— WORK TO COMPLETE —
Exactly the lines from the one holding "Reviewer note: make sure each instance of the passenger" through the final line of the data are wanted, copied as written.

— Dataset entries —
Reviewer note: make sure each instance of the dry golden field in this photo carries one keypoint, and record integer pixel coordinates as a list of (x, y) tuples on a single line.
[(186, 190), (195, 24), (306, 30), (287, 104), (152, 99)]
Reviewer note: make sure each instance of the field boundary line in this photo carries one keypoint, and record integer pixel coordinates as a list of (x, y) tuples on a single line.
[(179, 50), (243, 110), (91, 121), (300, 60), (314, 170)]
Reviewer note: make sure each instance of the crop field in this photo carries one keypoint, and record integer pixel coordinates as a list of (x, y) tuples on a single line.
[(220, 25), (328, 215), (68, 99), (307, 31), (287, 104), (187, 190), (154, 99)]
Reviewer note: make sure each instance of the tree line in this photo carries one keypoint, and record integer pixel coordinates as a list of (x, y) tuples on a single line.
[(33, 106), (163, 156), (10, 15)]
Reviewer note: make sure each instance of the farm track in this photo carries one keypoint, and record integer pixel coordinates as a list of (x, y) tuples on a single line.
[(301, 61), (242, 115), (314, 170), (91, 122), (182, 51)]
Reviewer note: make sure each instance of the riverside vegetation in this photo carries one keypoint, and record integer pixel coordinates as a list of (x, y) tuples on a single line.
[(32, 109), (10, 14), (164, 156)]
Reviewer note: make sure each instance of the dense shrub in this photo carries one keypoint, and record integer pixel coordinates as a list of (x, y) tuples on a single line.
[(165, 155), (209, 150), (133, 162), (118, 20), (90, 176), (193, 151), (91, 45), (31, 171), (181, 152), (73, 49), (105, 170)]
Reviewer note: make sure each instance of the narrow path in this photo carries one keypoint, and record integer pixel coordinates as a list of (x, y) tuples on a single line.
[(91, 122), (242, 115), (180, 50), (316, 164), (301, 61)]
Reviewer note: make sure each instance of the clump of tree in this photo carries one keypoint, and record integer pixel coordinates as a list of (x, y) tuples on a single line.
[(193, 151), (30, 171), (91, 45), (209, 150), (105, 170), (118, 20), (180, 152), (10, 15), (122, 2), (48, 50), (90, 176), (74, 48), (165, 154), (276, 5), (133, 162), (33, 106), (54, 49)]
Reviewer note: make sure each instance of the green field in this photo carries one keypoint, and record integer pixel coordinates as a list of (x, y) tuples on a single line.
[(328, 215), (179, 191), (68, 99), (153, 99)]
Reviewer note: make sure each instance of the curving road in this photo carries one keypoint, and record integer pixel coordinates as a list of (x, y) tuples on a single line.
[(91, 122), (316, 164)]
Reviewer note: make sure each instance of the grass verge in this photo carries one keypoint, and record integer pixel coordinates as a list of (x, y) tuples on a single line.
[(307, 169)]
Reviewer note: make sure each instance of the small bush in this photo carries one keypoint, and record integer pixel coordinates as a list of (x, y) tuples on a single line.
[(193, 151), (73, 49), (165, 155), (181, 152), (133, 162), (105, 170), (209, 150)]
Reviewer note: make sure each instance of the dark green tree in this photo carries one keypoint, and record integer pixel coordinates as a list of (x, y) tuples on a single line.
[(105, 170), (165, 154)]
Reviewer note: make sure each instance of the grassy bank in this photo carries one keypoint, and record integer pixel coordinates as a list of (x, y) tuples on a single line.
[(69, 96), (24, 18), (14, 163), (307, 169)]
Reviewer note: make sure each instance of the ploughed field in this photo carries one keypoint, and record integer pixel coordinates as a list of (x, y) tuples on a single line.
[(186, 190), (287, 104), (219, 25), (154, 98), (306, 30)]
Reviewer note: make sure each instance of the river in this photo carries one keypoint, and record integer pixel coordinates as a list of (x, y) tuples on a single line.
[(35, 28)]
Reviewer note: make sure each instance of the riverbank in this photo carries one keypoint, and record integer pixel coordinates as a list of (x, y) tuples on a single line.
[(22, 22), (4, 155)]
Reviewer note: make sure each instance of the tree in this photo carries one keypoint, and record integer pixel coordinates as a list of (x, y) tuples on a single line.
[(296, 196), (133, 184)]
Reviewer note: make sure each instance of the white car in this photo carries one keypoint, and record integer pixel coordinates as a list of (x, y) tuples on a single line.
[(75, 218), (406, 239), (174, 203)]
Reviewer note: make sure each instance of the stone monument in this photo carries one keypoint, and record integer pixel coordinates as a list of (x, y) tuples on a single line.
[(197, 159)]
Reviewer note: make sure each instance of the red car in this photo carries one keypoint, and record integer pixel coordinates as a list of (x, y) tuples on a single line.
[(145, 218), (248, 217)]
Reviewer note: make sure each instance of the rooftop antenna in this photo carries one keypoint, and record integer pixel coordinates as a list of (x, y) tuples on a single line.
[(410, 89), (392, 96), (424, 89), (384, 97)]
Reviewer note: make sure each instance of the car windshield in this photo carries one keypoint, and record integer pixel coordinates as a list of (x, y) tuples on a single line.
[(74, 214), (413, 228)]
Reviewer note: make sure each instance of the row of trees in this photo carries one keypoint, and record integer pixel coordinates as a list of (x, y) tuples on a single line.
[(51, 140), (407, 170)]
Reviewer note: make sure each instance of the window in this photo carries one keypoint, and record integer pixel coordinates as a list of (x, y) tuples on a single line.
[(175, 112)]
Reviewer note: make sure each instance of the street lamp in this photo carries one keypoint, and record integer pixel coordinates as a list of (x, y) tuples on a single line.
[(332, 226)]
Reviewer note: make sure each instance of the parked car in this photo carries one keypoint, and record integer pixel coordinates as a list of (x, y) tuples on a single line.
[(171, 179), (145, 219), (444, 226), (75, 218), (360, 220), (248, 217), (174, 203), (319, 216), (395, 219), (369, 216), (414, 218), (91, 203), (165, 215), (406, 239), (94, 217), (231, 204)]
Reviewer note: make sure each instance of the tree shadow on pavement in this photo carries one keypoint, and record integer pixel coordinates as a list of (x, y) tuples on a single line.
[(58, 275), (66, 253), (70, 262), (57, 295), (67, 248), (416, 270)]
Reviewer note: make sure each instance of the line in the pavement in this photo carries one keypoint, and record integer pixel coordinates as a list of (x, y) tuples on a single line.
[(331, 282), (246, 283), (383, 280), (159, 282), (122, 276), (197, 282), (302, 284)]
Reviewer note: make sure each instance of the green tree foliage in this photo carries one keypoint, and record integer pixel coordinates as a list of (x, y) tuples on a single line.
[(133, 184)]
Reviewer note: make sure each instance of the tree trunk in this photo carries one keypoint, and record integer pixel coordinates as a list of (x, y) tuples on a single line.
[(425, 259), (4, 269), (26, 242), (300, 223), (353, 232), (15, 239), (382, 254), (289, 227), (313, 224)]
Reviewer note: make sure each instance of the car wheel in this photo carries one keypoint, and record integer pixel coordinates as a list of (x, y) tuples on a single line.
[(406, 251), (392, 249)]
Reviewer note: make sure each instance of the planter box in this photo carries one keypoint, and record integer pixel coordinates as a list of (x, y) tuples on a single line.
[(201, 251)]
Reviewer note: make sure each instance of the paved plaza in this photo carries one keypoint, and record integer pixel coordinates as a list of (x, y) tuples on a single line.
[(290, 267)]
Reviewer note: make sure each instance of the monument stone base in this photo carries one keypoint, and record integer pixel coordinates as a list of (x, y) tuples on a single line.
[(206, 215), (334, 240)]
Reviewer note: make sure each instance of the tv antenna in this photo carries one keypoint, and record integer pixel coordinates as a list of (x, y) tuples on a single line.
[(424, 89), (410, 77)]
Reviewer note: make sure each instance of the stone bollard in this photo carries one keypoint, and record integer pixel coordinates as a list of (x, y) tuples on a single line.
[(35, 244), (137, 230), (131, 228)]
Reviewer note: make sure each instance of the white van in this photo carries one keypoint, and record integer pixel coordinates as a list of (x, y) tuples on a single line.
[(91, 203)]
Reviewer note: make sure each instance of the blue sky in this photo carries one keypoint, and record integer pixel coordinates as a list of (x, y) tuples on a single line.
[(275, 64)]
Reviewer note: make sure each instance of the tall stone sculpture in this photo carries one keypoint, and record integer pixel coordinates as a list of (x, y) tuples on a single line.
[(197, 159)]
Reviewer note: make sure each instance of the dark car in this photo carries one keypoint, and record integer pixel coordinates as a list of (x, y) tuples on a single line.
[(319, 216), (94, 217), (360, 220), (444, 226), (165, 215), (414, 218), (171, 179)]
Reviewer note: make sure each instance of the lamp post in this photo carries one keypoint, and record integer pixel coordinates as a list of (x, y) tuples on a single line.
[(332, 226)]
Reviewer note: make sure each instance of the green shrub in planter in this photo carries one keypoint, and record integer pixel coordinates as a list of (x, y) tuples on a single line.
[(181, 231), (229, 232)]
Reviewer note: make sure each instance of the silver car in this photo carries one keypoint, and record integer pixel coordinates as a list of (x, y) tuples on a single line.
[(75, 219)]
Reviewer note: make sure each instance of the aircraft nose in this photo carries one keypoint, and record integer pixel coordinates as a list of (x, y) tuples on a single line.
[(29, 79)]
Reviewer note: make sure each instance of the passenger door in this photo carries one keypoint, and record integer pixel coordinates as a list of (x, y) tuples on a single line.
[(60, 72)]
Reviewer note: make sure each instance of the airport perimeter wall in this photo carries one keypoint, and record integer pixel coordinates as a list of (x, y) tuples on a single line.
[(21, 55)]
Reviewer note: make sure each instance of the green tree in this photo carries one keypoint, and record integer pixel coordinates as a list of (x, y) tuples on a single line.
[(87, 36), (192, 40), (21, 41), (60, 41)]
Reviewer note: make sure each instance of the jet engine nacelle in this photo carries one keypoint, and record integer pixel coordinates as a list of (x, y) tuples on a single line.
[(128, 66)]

— ANSWER AREA —
Reviewer note: make sure each instance of the passenger door in this photo carries one keypoint, and record integer pixel coordinates as a list of (x, y) tuples on a single line.
[(60, 72)]
Reviewer note: make sure each instance of the airport perimeter wall in this photo carries one keypoint, and record integer pixel coordinates as a list of (x, y) tuples on a single line.
[(21, 55)]
Reviewer note: make sure each instance of the green tree in this photo carries one keypoint, and record integer pixel coordinates as a list of (x, y) tuples on a single line.
[(87, 36), (192, 40), (21, 41), (60, 41)]
Reviewer note: make sure each instance of the jet engine nacelle in this photo carries one keypoint, and record integer pixel coordinates as a list of (x, y) tuples on a single line.
[(128, 66)]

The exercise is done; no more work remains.